[TEXT PROVIDED]

......

Arrian (2.20.3) records: “To all these Alexander let bygones be bygones supposing that it was rather from necessity than choice that they had joined naval forces with the Persians.”

While all the ships are being prepared for battle and his siege engines fitted for the final assault, Alexander with some of his archers and cavalry march to the Anti-Lebanon. He conquers part of the country, others readily surrender.

The Tyrians have no choice but to go on the offensive before Alexander attacks. The enemy fleet must be sunk, including the ships of their sister-cities. This is not an easy task because ships from Cyprus are blocking the mouth of the “Sidonian” port, so-called because it faces north towards Sidon. Plans must be made in secret. So sails are spread before the entrance of the harbor to hide their preparations. At midday when the Cypriote sailors are not on their guard, the Tyrians set sail with their bravest seafighting men and attack the surprised enemy, sinking several ships.

Alexander is infuriated by this setback. He orders his ships at once to sea to blockade the harbor. Those on the walls of Tyre see this and try with shouts and gestures to beckon their men to turn back. It is too late. Wheeling their ships about, the Tyrians attempt to sail back to the harbor. A few manage to get to safety but Alexander’s naval forces put most of them out of action. Some of the crew jump overboard and swim to land. This victory allows the Macedonians easier access to Tyre’s city walls. The battery rams are brought up against the walls. The fortifications on the mole are so high the Macedonians are unable to scale them.

Alexander is forced to turn south to the “Egyptian” port — that facing Egypt — testing the walls on his way. There, a part of the city’s fortifications have broken down. Bridges are thrown over the walls but the Tyrians repulse the attack.

A great fear now arises in Tyre. Quintus Curtius (4.3.22) tells us that a rumor spreads like wildfire that the god Apollo is about to leave the city. The Tyrians bind the statue of Apollo with a chain of gold to its base and attach the chain to the altar of Heracles, their patron god, hoping that he will hold Apollo back.

Alexander has another dream. In it he sees a satyr mocking him at a distance and eluding his grasp when he tries to catch him. Finally after much coaxing, the satyr surrenders. Plutarch (24.5) records that the seers are called in and dividing the word satyros into two parts, say to Alexander plausibly enough: “Tyre (Tyros in Greek) is to be thine.”

The final assault is frightening. Triremes are ordered to sail both to the “Sidonian” and “Egyptian” ports in an effort to force an entrance. Alexander’s ships close in on the city from all sides and bridges are thrown over the walls from the vessels. Crossing over and advancing through breaches in the walls, the Macedonians now easily fight off the Tyrians. Both harbors are forced and the Tyrian ships are captured.

......

[SOURCE INFORMATION]
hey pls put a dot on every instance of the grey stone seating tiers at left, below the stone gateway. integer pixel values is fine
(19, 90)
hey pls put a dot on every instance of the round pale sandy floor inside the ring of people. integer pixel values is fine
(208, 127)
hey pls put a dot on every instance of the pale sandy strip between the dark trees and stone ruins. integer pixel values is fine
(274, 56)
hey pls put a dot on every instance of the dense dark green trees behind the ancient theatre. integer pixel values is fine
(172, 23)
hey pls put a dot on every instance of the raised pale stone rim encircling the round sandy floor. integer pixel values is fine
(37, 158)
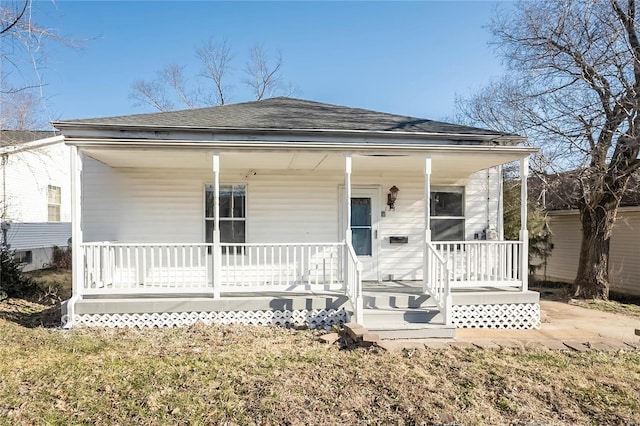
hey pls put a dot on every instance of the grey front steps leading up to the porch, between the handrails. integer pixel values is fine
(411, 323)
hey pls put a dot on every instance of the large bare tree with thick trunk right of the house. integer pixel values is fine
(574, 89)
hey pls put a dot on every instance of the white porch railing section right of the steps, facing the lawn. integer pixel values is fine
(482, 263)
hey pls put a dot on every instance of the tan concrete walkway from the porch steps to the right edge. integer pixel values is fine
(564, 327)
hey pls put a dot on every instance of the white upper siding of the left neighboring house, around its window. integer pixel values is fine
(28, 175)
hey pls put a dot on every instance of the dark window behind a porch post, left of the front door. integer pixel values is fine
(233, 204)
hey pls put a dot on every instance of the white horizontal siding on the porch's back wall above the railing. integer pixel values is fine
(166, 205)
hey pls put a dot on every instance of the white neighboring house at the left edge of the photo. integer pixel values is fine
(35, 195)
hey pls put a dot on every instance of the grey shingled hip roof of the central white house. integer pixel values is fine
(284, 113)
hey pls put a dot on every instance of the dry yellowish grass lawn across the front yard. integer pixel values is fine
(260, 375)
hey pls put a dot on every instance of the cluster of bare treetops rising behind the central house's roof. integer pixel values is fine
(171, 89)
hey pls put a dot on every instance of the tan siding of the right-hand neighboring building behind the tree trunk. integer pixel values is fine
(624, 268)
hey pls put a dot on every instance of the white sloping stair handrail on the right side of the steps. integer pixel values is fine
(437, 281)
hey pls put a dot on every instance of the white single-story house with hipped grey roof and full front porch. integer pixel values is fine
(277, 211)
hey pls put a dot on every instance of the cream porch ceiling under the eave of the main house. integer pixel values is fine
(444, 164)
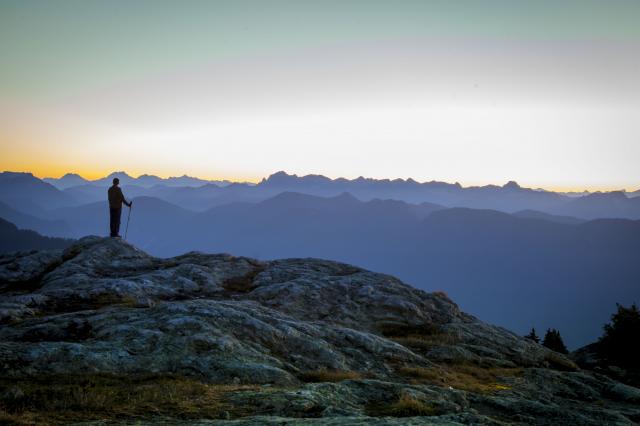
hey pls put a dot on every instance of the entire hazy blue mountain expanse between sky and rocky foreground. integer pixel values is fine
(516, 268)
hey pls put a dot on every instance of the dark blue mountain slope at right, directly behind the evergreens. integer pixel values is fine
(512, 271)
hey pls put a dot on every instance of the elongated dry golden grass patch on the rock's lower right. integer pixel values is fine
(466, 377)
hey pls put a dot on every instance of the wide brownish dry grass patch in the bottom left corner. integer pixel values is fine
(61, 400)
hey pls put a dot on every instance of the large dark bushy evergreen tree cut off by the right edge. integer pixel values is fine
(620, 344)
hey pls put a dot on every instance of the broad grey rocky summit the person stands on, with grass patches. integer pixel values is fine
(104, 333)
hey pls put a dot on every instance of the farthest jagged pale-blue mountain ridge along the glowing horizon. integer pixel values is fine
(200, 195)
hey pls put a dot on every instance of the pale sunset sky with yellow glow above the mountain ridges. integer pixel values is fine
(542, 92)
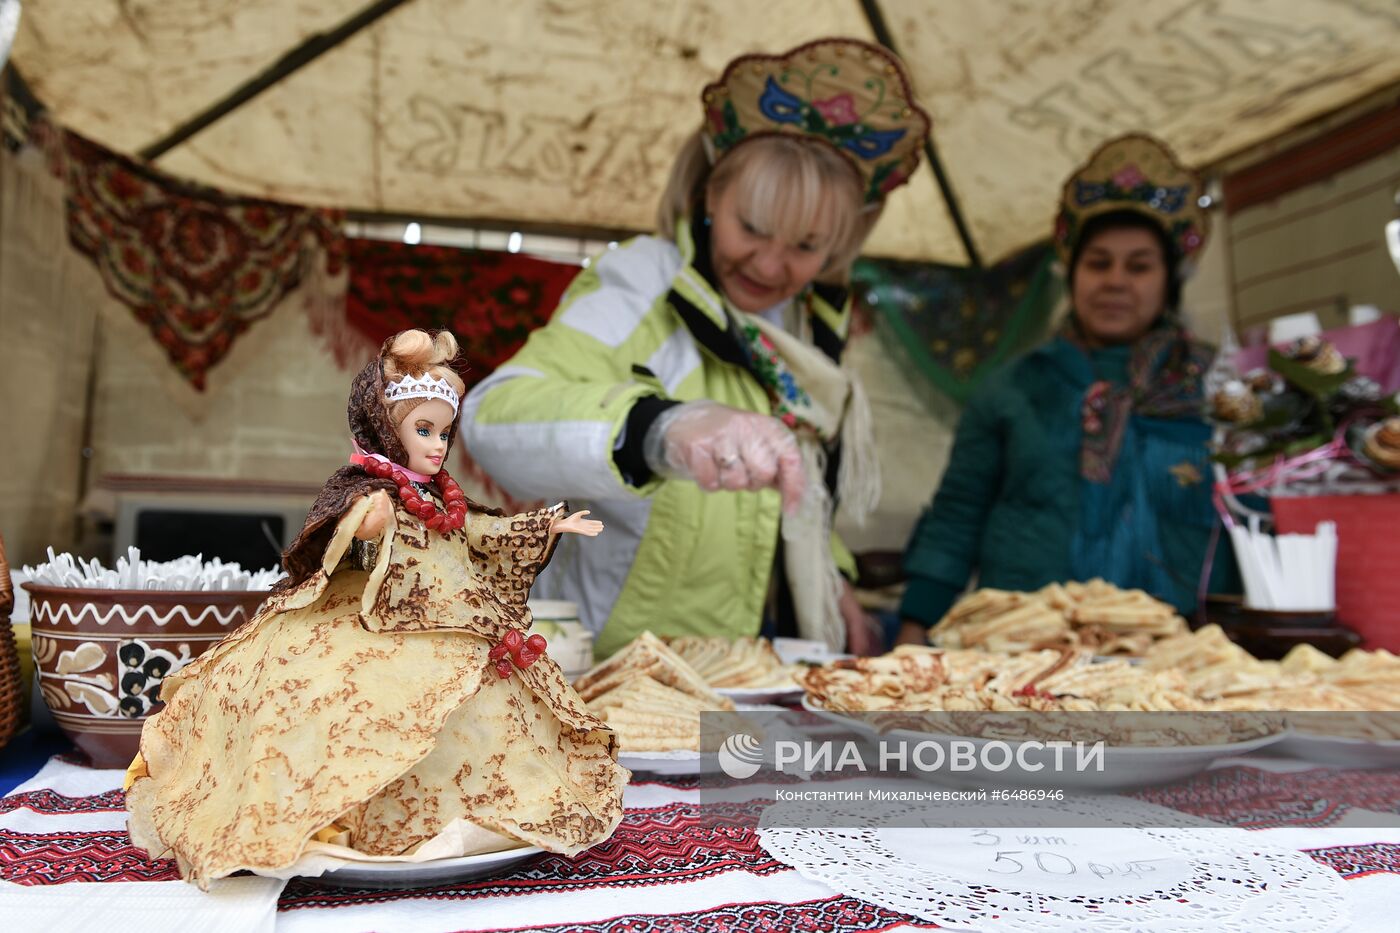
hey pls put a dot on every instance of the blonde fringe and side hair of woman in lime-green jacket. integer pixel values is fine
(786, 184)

......

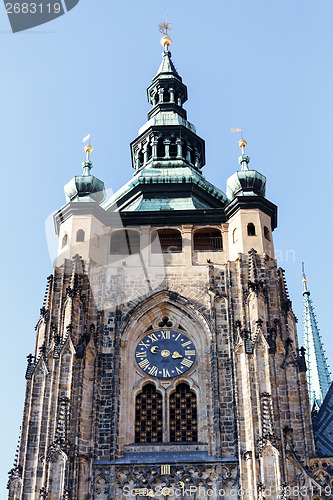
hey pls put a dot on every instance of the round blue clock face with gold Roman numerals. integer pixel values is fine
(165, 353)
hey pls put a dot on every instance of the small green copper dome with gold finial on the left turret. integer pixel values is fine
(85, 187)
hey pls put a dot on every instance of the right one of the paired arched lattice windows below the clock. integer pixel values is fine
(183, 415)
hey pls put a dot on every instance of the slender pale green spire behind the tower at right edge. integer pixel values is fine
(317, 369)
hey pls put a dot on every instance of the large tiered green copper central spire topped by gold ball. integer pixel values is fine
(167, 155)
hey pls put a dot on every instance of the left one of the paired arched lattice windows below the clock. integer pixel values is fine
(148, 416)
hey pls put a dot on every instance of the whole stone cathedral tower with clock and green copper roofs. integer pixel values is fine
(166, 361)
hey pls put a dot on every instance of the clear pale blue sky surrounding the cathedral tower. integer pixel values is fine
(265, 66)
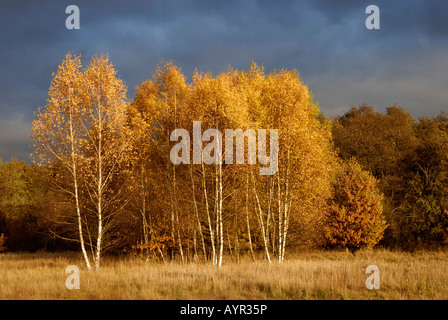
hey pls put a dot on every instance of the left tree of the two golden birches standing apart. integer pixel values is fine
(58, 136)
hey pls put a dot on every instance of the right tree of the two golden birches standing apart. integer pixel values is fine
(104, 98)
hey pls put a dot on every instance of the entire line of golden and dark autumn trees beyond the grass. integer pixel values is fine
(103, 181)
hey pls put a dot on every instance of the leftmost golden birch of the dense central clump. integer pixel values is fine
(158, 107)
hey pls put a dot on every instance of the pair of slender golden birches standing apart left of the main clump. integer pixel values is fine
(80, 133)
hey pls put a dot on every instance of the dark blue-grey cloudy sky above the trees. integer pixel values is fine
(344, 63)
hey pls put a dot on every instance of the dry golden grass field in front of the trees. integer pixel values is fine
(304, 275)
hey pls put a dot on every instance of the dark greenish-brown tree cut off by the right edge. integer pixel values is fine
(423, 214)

......

[COMPLETE THE FOLLOWING]
a – Rewrite the account of Alexander's siege of Tyre, starting with "Alexander has another" and going on through "ships are captured.", with "seers" changed to "soothsayers".
b – Extend the account of Alexander's siege of Tyre past its final sentence.

[RESPONSES IN ORDER]
a –
Alexander has another dream. In it he sees a satyr mocking him at a distance and eluding his grasp when he tries to catch him. Finally after much coaxing, the satyr surrenders. Plutarch (24.5) records that the soothsayers are called in and dividing the word satyros into two parts, say to Alexander plausibly enough: “Tyre (Tyros in Greek) is to be thine.”

The final assault is frightening. Triremes are ordered to sail both to the “Sidonian” and “Egyptian” ports in an effort to force an entrance. Alexander’s ships close in on the city from all sides and bridges are thrown over the walls from the vessels. Crossing over and advancing through breaches in the walls, the Macedonians now easily fight off the Tyrians. Both harbors are forced and the Tyrian ships are captured.

b –
A large number of Tyrians desert the walls and barricade themselves in the Shrine of Agenor. This monument is particularly revered by the people of Tyre for, in legendary tradition, Agenor is their king, the father of Cadmus and Europa. According to Arrian (2.24.2) it is there that Alexander attacks them with his bodyguards. There is a bloody massacre. The Macedonians are infuriated, Seeing themselves at last masters of the city, they fall mercilessly on the Tyrians. They are also determined to avenge the death of their companions, who when sailing from Sidon earlier, are captured by the Tyrians. These men are dragged up on the walls, executed in full view of Alexander’s forces and flung into the sea.

Quintus Curtius (4.2.10-12) tells us that at this time a Carthaginian delegation is in Tyre to celebrate the annual festival of Melkart-Heracles. The king of Tyre, Azemilcus, the chief magistrates and the Carthaginian embassy take refuge in the temple of Heracles. To them Alexander grants full pardon but he severely punishes the people of Tyre. Some thirty thousand are sold into slavery. Two thousand Tyrians, according to Quintus Curtius (4.4.17) are nailed to crosses along a great stretch of the shore.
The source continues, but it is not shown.